— start of DATASET RECORDS —

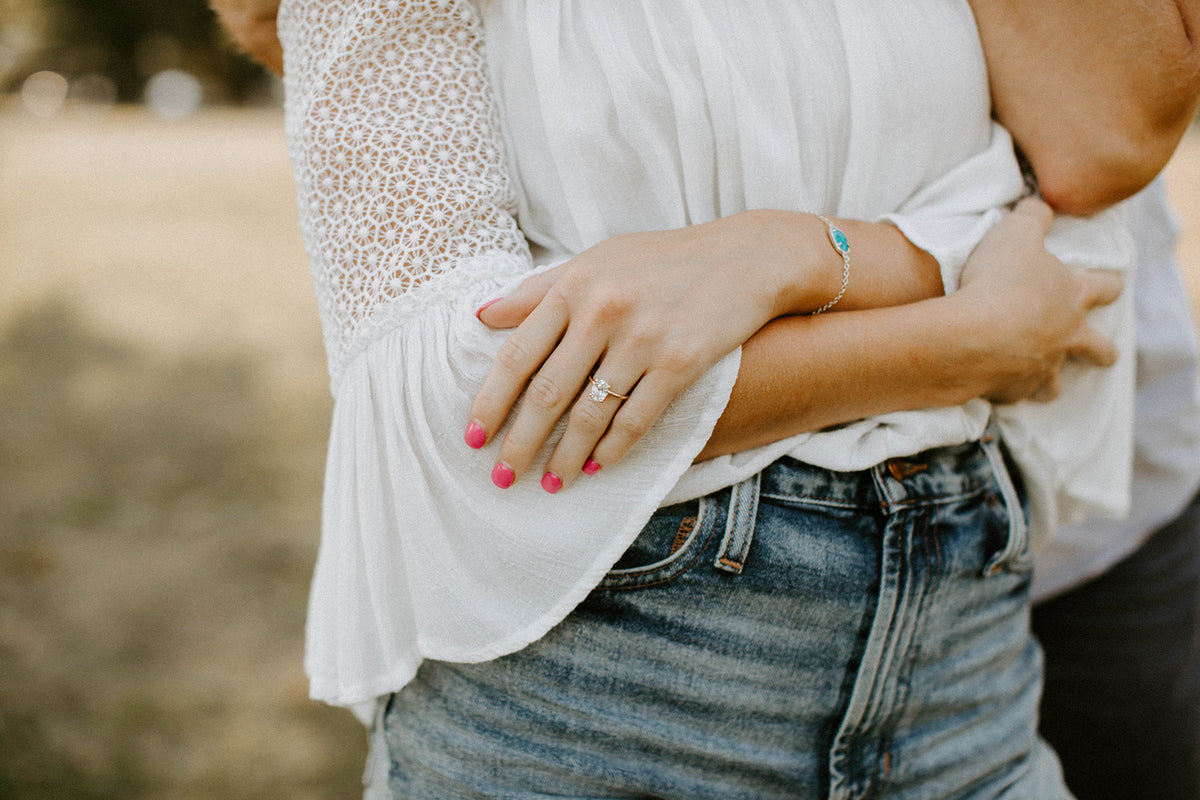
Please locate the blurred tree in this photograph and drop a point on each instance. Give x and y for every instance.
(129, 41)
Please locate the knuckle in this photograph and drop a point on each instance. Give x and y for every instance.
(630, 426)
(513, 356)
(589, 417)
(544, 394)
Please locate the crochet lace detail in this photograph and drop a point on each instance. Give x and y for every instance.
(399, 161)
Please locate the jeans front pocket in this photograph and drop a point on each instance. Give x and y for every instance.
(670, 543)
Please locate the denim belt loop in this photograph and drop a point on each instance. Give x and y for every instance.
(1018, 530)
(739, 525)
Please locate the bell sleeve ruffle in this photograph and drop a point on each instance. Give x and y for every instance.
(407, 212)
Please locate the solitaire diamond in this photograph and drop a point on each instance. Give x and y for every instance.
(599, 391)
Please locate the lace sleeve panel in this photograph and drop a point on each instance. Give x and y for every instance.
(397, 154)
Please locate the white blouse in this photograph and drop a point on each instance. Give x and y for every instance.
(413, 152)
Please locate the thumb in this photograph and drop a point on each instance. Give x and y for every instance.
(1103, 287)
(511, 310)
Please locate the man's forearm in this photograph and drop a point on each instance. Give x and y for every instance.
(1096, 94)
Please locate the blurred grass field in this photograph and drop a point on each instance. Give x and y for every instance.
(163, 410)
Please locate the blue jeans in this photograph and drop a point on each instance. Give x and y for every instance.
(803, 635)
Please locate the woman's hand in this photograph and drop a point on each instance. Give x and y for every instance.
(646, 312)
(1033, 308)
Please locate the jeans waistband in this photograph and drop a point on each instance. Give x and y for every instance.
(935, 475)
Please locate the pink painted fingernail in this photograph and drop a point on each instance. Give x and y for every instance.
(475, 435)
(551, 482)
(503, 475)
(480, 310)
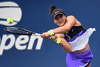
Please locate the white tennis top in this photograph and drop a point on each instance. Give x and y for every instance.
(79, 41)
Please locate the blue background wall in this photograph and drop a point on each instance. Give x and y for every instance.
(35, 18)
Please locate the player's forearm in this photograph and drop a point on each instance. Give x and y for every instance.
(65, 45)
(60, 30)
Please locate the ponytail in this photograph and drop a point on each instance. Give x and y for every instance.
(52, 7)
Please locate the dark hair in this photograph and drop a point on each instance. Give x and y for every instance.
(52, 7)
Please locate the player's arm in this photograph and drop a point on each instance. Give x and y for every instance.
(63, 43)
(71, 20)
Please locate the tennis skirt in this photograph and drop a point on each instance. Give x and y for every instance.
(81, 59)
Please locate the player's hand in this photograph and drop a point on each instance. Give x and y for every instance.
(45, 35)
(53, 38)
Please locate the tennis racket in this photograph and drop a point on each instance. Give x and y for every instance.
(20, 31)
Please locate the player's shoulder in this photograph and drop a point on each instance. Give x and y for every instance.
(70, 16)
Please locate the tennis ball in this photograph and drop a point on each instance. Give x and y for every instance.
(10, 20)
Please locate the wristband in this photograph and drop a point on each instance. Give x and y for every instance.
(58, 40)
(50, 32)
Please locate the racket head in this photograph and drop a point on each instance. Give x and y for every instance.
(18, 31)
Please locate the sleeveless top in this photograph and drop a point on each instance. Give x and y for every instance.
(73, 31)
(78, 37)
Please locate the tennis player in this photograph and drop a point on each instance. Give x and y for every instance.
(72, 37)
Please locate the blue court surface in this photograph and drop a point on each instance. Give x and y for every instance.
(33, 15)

— end of DATASET RECORDS —

*TASK TO COMPLETE:*
Could you rescale the records from the line that has "Please locate the ponytail" through the end of the records, giving back only those lines, requests included, with every coordinate in the answers multiplied by 1.9 and rounded to a whole number, halves rounded up?

*WRITTEN REPLY:*
Please locate the ponytail in this photograph and drop a point on each instance. Give x and y for every instance.
(99, 13)
Please locate the dark hair in this photograph and drop a point on each instance. Give x and y for every instance.
(99, 13)
Please locate the player's arm in this photograph and drop a point on each instance. Give x and y for every instance.
(120, 82)
(135, 38)
Please locate the tennis skirt in this photograph and drop a point on each instance. Give x and y for every instance.
(154, 112)
Please locate the player's hand in this photograph and drop a point on each instance. Give x and y for every instance.
(86, 67)
(101, 72)
Please locate the tennis racket in this photograph and drop a point on each instance. Give x and y for every instance.
(38, 59)
Please locate the player's shoulder in this photograph and drop a point on each instance. Give x and y for every instance.
(133, 30)
Please locate the tennis ball in this photograph and drop a point on each instance. Give x and y for every instance.
(19, 38)
Please locate the wristband in this photograph and drop a point on each instance. Give x and y for every instance.
(110, 76)
(95, 61)
Please locate the racket head in this photograph and drop a point on each instance. Give x and y for every instance.
(34, 59)
Please locate the sleeveless top in this photograph and drop a point on each instance. Give x and y for every instance.
(139, 59)
(148, 70)
Please locate the tennis player in this photograph and drop a point on each instance. Give x and y for every instance.
(137, 70)
Please locate the blue court surface in this photograph and drop a point on each instance. Give x and y for every instance.
(63, 29)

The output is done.